WORK REQUIRED ::
Output the entries underneath exactly as they are.
=== Section Start ===
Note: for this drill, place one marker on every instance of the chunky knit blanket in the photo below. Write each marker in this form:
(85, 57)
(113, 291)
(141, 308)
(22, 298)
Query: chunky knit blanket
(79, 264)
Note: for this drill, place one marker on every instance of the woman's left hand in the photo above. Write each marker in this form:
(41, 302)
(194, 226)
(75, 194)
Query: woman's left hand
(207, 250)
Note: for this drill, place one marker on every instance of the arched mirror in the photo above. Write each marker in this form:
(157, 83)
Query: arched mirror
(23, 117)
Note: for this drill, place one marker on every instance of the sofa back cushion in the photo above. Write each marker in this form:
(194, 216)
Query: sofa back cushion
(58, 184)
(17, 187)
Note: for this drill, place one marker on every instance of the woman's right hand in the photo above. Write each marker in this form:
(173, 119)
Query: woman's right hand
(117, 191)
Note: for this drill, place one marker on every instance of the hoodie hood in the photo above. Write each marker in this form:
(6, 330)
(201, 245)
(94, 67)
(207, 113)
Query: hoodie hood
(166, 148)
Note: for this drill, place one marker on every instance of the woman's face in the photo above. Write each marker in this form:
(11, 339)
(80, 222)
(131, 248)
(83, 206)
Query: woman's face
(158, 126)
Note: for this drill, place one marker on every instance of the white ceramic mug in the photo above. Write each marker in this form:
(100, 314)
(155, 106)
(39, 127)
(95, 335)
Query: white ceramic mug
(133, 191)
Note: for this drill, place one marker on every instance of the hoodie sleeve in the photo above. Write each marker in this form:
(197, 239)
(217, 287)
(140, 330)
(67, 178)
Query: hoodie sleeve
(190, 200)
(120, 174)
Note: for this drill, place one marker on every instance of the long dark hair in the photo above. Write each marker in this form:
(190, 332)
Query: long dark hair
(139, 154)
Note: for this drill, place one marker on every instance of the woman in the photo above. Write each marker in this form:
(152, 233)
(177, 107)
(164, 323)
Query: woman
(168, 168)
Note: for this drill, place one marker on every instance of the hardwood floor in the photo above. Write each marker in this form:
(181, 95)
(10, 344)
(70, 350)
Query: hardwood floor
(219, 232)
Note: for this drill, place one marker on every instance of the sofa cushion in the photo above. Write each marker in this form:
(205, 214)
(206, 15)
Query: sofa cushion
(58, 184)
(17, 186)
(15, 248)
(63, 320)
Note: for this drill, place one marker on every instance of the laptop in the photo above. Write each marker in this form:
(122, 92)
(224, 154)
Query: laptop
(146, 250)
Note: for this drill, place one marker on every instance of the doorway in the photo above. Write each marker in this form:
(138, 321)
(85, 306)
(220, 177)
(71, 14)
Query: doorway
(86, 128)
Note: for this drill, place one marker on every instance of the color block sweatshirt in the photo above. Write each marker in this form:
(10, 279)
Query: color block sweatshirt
=== Section End ===
RESULT ::
Note: for this drill, place one marker on every instance of the chunky knit blanket in the photo below. Write each marker in this form:
(85, 57)
(113, 291)
(141, 308)
(22, 298)
Query: chunky knit blanket
(79, 264)
Note: for this drill, place one marker on every instance of the woman's left hand in the photo above. Write each marker in this form:
(41, 302)
(194, 226)
(75, 194)
Query: woman's left hand
(207, 250)
Note: for this drill, place one marker on every instance of the arched mirror in the photo above. Write each marker in this form:
(157, 83)
Query: arched mirror
(23, 117)
Note: for this drill, place one marker on every instance of the sofa back cushion in the photo above. Write each marker in this form:
(194, 216)
Query: sofa back cushion
(58, 184)
(17, 187)
Note: for this drill, place one marker on every instance of the woman's right hand in the photo above. Write each marker in this form:
(173, 119)
Query: woman's right hand
(117, 191)
Note: for this drill, place one marker on every instance of the hoodie hood in the photo above. Write each marker in this form:
(6, 330)
(201, 245)
(94, 67)
(207, 113)
Query: hoodie hood
(166, 148)
Note: for this drill, place one marker on every instance of the woman's face in the photo above. Write each marker in this form:
(11, 339)
(80, 222)
(131, 248)
(83, 206)
Query: woman's face
(158, 126)
Note: for this drill, place one marker on every instance of the white ceramic mug in the photo above. Write each marker in this form:
(100, 314)
(155, 106)
(39, 127)
(95, 335)
Query: white ceramic mug
(133, 191)
Note: for this drill, place one marker on every instance of the hoodie sleeve in the photo above. Write each marker in this form:
(197, 239)
(217, 287)
(140, 330)
(67, 178)
Query: hoodie sleeve
(190, 200)
(120, 174)
Note: for this drill, place one marker on every instance of the long dark hair in the photo above. Write each marker in this form:
(190, 332)
Query: long dark hair
(139, 154)
Note: for this drill, place one marker on every instance of the woman in the photo above. Write each marker in this form:
(152, 233)
(177, 107)
(164, 323)
Query: woman
(168, 168)
Note: for this drill, place one marker on every instance of the hardwood floor in the photo above. Write each marker in this form:
(181, 95)
(10, 344)
(70, 350)
Query: hardwood floor
(219, 232)
Note: for this drill, place one marker on every instance of the sofa cushion in the photo above. Write each marker in this form:
(205, 214)
(206, 15)
Query: sofa cushion
(58, 184)
(17, 186)
(15, 248)
(63, 320)
Note: for this drill, place one marker on every instance of the laptop in the photo above. Write each marker in this form:
(122, 92)
(224, 154)
Query: laptop
(146, 250)
Note: for this drill, place one marker on every instance of the doorway in the photo above. Write each marker in this form:
(138, 321)
(85, 306)
(220, 177)
(71, 14)
Query: doorway
(86, 128)
Note: for this drill, place one marker on every instance of the color block sweatshirt in the photo above. Write each marker in this form:
(10, 279)
Query: color block sweatshirt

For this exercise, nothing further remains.